==== TEXTAUSZUG

# UT auf Linux



## fungo (3. Oktober 2002)

Also ich hab es mit meiner Windows Version nach der Anleitung 
von http://wohnheim.fh-wedel.de/~dietmar/unreal.html gemacht, mit den bestimmten Dateien aus dem System Ordner usw., nun soll es aber einfach irgendwie mit "ut" gestartet werden, wie ist das gemeint?

Und noch ein Frage:

Ist Linux bezüglich Spiele schneller?Ich habe 
da mal so etwas gehört....


----------



## Moartel (3. Oktober 2002)

Starten:
Ich schätze mal du sollst einfach "ut" auf der Kommandozeile schreiben. Wenn das nicht geht versuchs mal mit "./ut" (geh dafür mal in das Verzeichnis in das di UT installiert hast).

Geschwindigkeit:
Von UT habe ich noch nichts gehört, aber so weit ich weiß ist Q3 unter Linux erheblich schneller. Allerdings läuft das unter OpenGL wogegen mal UT ja normalerweile unter D3D spielt. Ich weiß jetzt aber ehrlich gesagt nicht mit was man UT unter Linux laufen lässt. OpenGL geht, unter Linux, aber ob das bei UT so gut ist kann ich nicht beurteilen. Software-Rendering ist wahrscheinlich nicht das schnellste. Direct3D ist ja von MS, glaube kaum dass das unter Linux verfügbar ist    . Würde mich jetzt selber mal interessieren wie gut das bei UT geht.


----------



## Marcus Roffmann (3. Oktober 2002)

Wie hast Du die Installation gemacht? Unter KDE oder sowas?

Bei mir hab ich es unter KDE 3 gemacht und ging wunderbar. Die Performance ist, je nachdem was Du für Treiber hast, find ich, wirklich klasse.

Habe eine GeForce II MX und einen 933MHz Rechner, da ging das sehr schön flüssig und auch in hoher Auflösung noch einwandfrei.

Q3A und RTCW gingen bei mir auch reibungslos und ließen sich perfekt spielen (nur für die die es interessiert )


----------



## fungo (4. Oktober 2002)

ich hab es so wie in der Anleitung gemacht.
Von meinem Windows Rechner erstma den Kram rüberkopiert,
mit den bestimmten Dateien im Systemordner.

Mit ./ut und ut funzt es geht es nicht.


----------



## Marcus Roffmann (4. Oktober 2002)

========
==== BEREITGESTELLTE DATEN

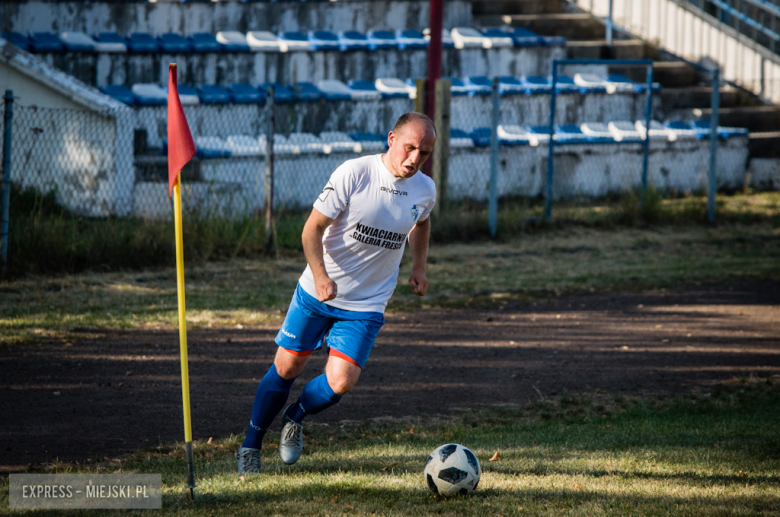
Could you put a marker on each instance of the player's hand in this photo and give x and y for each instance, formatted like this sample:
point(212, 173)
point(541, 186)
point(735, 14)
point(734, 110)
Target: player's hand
point(419, 283)
point(326, 289)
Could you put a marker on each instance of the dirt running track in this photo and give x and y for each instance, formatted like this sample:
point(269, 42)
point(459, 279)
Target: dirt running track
point(109, 396)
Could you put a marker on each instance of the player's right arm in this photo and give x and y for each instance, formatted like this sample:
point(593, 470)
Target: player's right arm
point(312, 248)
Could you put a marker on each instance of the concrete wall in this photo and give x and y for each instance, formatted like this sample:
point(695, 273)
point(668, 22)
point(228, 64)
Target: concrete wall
point(259, 67)
point(230, 186)
point(187, 18)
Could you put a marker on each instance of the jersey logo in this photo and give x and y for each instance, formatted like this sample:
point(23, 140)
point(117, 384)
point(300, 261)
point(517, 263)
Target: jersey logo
point(327, 190)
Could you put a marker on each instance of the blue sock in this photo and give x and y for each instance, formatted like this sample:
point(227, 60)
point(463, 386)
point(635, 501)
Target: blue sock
point(271, 395)
point(317, 396)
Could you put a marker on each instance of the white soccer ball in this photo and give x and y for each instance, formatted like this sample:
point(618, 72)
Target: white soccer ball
point(452, 469)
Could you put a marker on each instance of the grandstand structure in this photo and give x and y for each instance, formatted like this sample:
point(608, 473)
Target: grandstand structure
point(342, 72)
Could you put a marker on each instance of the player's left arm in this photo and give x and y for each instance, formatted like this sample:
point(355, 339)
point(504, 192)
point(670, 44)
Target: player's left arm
point(418, 246)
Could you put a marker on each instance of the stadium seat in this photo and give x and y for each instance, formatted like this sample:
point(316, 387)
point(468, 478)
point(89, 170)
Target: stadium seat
point(593, 83)
point(536, 84)
point(364, 90)
point(681, 129)
point(657, 131)
point(245, 93)
point(262, 41)
point(45, 42)
point(204, 42)
point(338, 141)
point(141, 42)
point(523, 37)
point(410, 39)
point(77, 42)
point(292, 40)
point(110, 42)
point(466, 37)
point(392, 87)
point(213, 94)
point(369, 141)
point(244, 145)
point(18, 39)
point(565, 84)
point(446, 38)
point(306, 92)
point(282, 92)
point(460, 139)
point(233, 41)
point(512, 134)
point(598, 131)
point(702, 128)
point(508, 85)
point(211, 147)
point(119, 92)
point(353, 40)
point(187, 94)
point(481, 136)
point(335, 90)
point(623, 83)
point(149, 95)
point(479, 85)
point(571, 134)
point(323, 40)
point(499, 38)
point(306, 142)
point(382, 40)
point(171, 43)
point(624, 131)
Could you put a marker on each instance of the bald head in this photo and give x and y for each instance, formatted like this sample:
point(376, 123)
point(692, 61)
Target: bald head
point(413, 116)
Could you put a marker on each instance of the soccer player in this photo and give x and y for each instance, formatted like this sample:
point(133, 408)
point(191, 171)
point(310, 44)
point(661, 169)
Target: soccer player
point(353, 242)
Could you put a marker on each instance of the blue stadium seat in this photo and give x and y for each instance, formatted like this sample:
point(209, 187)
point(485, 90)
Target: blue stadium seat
point(245, 93)
point(481, 136)
point(18, 39)
point(293, 40)
point(45, 42)
point(526, 37)
point(119, 92)
point(460, 139)
point(213, 94)
point(77, 42)
point(536, 84)
point(508, 85)
point(410, 39)
point(323, 40)
point(369, 141)
point(307, 92)
point(204, 42)
point(141, 42)
point(282, 92)
point(171, 43)
point(479, 85)
point(352, 40)
point(109, 42)
point(382, 39)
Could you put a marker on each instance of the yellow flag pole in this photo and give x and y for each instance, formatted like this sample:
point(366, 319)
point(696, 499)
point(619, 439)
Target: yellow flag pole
point(185, 376)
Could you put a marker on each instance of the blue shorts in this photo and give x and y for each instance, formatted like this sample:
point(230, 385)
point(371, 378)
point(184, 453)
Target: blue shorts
point(349, 334)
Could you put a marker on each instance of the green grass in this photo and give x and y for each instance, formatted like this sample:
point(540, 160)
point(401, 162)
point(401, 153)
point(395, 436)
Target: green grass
point(702, 455)
point(253, 292)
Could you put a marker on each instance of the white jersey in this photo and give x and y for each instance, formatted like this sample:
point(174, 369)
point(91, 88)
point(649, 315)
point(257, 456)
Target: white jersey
point(373, 212)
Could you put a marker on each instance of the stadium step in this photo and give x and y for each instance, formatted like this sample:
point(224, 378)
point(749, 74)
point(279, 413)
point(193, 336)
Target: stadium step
point(493, 7)
point(573, 26)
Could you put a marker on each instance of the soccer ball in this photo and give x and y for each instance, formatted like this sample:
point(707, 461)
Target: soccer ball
point(452, 469)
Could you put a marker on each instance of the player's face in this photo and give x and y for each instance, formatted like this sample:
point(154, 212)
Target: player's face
point(409, 148)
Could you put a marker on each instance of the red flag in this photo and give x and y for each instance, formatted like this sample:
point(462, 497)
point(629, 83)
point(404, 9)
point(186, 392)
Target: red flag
point(181, 148)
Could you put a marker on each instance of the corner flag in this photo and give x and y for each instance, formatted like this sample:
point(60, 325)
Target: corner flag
point(180, 149)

========

* AUFGABEN ZUR ÜBUNG *
1. Gib aus dem Forenthread zu UT unter Linux den Abschnitt von „Bei mir hab“ bis „Auflösung noch einwandfrei.“ wortgetreu wieder.
2. Welche Grafikkarte nutzt Marcus Roffmann laut dem Forenthread zu UT unter Linux?
3. Schreibe den Forenthread zu UT unter Linux im Anschluss an seine letzte Zeile weiter.

* LÖSUNGEN JE AUFGABE *
1.
Bei mir hab ich es unter KDE 3 gemacht und ging wunderbar. Die Performance ist, je nachdem was Du für Treiber hast, find ich, wirklich klasse.

Habe eine GeForce II MX und einen 933MHz Rechner, da ging das sehr schön flüssig und auch in hoher Auflösung noch einwandfrei.

2. Eine GeForce II MX.

3.
Probier es doch einfach nochmal mit der grafischen Installation und starte dann (so ging's bei mir). Wenn Fehlermeldungen kommen kannst sie ja posten, dann kann ich Dir vielleicht auch weiterhelfen, denn momentan weis ich leider nicht wo das Problem liegt. Da bräucht ich die Log-Files usw. dazu!


----------



## fungo (4. Oktober 2002)

Kann ich meine für Windows gedachte CD auf für die Linux Installation nehmen?

Und wie hast du es bei Quake gemacht?
Wäre cool wenn du ne Anleitung hättest...


Jaja, immer diese Anfänger


----------



## Moartel (4. Oktober 2002)

Bei Q3 kann ich dir helfen  

Einen Ordner für Q3 anlegen, darin einen Unterordner Namens "baseq3" erstellen. In den kopierst du die pak0.pk3 von der CD rein. Dann ziehst du dir das Pointrelease1.31 für Linux ( ftp://ftp.idsoftware.com/idstuff/quake3/linux/ ) und installierst das mit ./linuxq3apoint-1.31.x86.run in dein Q3-Verzeichnis. Dann einfach mit "quake3" auf der Kommandozeile starten.


----------



## Marcus Roffmann (4. Oktober 2002)

Kein Problem:

Einfach UT CD nehmen (die für Windows passt da schon), die Installationsfiles nehmen (die Linux-Installation) und dann mittels der Binary File (ich glaube ut-...-bla.bin) starten und die Installation läuft!

http://www.complang.tuwien.ac.at/anton/utlinux.html Geht auch auf dieses Thema ein!

Q3A hat Moratel schon richtig beschrieben!


----------



## fungo (4. Oktober 2002)

ich hab mir erstmal die neusten nvidia treiber geholt und sie auch
vernünfig installiert bekommen.

Thx UT läuft jetzt einwandfrei!!!!

Naja, ich werde noch viiiieele Fragen haben, aber das Linux Forum muss ja auch mal wieder frequentierter genutzt werden


----------



## fungo (4. Oktober 2002)

Wie kann ich ein Verzeichnis z.B. /home/admin/Quake3  als "fake"
CD-Rom Laufwerk erstellen, so dass ein Installer dieses Verzeichnis
als "Schein Cd-Rom" benutzt?


----------



## Marcus Roffmann (5. Oktober 2002)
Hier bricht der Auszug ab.